**Selected excerpt:**
The card provides two SVGA 1024x768 video modes:
1. 5Dh: 1024x768x16 colors
2. 60h: 1024x768x256 colors

which are affected by the state of DIP3 and DIP4 switches:
- DIP3=OFF, DIP4=OFF: 87 Hz interlaced (one full frame every two fields, at 43.5 Hz)
- DIP3=ON, DIP4=OFF: 70 Hz progressive
- DIP3=OFF, DIP4=ON: 60 Hz progressive
- DIP3=ON, DIP4=ON: 72 Hz progressive

-------------------------------

DIP5 switch is the most interesting one. If this switch is off, video timings are "normal", with hsync of modes at 31.5 kHz, and vsync being either 70 Hz or 60 Hz, depending on mode.

When DIP5=ON, then the card changes the oscillator clocks from the standard 25.2 MHz and 28.2 MHz VGA clocks up to 31.6 MHz and 34.2 MHz respectively (+25% and +21% higher) . Timing geometry of video modes stay unchanged, which has the effect of increasing video mode hsync rate from 31.5 kHz up to ~40kHz, and vsync rate up from 70Hz up to ~90Hz (well, 88.118 Hz to be exact) for all the standard CGA/EGA video modes:
- CGA 00h/01h 40x25 text,
- CGA 02h/03h, MDA 07h 80x25 text,
- CGA 04h/05h, EGA 0Dh 320x200 gfx,
- CGA 06h, EGA 0Eh 640x200 gfx,
- EGA 0Fh/10h 640x350 gfx

For VGA video modes, the effect of switching DIP5=OFF -> ON is as follows:
- VGA 11h/12h 640x480 gfx: pixel clock=25.2 MHz -> 31.65 MHz, hsync=31.5kHz -> 40 kHz, vsync=60 Hz -> 75 Hz,
- VGA 13h 320x200 gfx: pixel clock=12.6 MHz -> 15.8 MHz, hsync=31.5kHz -> 40 kHz, vsync=70 Hz -> 90 Hz (measured on the board, hence the "halved" pixel clock compared to VGA output)

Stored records

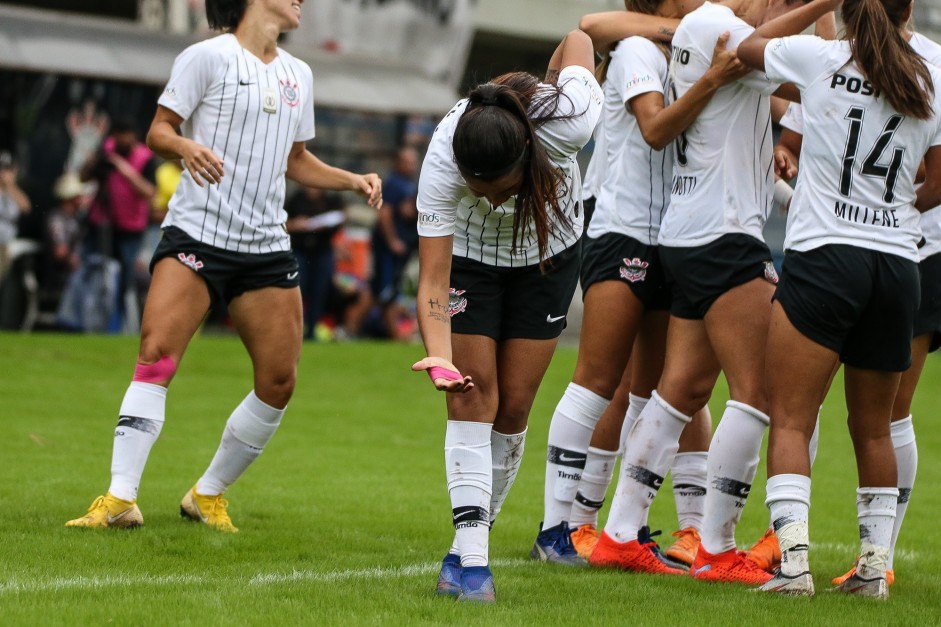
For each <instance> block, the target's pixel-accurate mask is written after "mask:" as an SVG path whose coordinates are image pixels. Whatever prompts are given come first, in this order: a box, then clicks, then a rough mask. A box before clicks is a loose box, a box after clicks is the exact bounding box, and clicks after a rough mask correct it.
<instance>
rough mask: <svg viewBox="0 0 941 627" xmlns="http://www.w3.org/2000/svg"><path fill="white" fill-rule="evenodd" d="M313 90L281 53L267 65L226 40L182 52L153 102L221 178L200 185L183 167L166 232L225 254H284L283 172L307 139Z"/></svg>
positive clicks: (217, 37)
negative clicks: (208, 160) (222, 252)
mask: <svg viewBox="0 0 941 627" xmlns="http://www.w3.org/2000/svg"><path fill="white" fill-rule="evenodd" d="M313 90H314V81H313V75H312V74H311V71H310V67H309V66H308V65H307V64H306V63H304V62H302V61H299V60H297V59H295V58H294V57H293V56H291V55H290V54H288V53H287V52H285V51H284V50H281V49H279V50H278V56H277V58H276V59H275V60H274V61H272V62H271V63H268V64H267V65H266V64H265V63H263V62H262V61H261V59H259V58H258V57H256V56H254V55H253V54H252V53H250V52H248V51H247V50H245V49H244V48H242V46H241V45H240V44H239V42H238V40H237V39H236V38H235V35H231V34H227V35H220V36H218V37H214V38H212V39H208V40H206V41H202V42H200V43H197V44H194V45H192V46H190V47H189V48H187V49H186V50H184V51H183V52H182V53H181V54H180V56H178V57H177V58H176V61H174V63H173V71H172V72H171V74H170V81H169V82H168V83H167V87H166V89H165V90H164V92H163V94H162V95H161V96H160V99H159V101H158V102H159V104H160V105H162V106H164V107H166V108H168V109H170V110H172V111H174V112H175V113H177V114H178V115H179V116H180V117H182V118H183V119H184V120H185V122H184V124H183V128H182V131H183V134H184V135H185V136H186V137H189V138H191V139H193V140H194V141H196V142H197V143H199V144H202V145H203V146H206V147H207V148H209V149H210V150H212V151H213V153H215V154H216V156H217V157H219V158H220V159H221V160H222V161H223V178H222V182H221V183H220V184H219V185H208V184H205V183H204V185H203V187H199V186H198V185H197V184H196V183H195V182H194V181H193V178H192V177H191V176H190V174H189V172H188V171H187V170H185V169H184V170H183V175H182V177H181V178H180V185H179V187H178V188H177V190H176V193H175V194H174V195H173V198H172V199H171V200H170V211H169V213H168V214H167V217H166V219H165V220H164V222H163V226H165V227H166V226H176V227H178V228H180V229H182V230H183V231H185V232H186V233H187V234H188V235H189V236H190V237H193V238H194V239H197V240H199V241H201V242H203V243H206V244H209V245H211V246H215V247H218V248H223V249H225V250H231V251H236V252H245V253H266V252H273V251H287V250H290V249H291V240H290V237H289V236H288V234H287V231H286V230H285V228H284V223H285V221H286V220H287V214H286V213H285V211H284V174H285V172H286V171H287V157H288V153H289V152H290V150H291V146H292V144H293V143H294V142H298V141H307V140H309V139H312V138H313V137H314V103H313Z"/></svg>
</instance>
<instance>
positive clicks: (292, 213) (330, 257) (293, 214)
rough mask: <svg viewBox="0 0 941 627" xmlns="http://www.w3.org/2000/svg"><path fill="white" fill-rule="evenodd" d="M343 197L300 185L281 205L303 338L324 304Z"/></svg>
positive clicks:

**Problems to solve:**
[a] Rewrite the section of the DIP switch passage starting at "- DIP3=ON, DIP4=OFF: 70" and ending at "depending on mode.", changing "progressive" to "non-interlaced".
[b] Continue the passage on the video card's DIP switch settings from the point where it stops.

**Outputs in order:**
[a]
- DIP3=ON, DIP4=OFF: 70 Hz non-interlaced
- DIP3=OFF, DIP4=ON: 60 Hz non-interlaced
- DIP3=ON, DIP4=ON: 72 Hz non-interlaced

-------------------------------

DIP5 switch is the most interesting one. If this switch is off, video timings are "normal", with hsync of modes at 31.5 kHz, and vsync being either 70 Hz or 60 Hz, depending on mode.

[b]
And finally there are two SVGA text video modes that also are affected by switching DIP5=OFF -> ON:
SVGA 66h 80x50 text: pixel clock=28.2 MHz -> 36 MHz, hsync=31.5kHz -> 40Hz, vsync=70 Hz -> 90Hz,
SVGA 67h 80x43 text: same as above

Other SVGA video mode numbers (14h, 21h, 41h, 47h, 54h, 55h, 5Eh, 5Fh, 63h, 64h, 69h, 6Ch) do not change behavior depending on the DIP1-5 switch settings.

It looks like the VGA card latches the state of the DIP switches at power-on so toggling them while the PC is running has no effect. Also a soft ctrl-alt-del reboot is not enough for it to read the new DIP switch states, but a hard power-off is required after changing the DIP switch states.

Overall, I find the effect of changing VGA mode 13h from 70 Hz up to 90 Hz pretty quirky and cool. Maybe useless, but fun 😀. Mode-X games up their refresh rate from 60 Hz up to 75 Hz.

It looks like this change is not based on adjusting the default BIOS settings for video modes, but the refresh rate is also changed for games that manually program the VGA registers.

Tried this out with a few games on my Cyrix 486 80 MHz PC, and for example:
- Jazz Jackrabbit upgrades to run at 75.076 Hz instead of 60 Hz, and gameplay is smooth at that rate. The game logic does speed up by that factor, sprite animations run faster, for even more crazier gameplay. Music and SFX do not go out of whack. Video is synced smoothly at 75.091 Hz (+0.019% deviation, one synced frame lost every ~67 seconds) to my ASUS ProART PA248QV, which has 75 Hz max refresh rate (I am testing this using CRT Terminator)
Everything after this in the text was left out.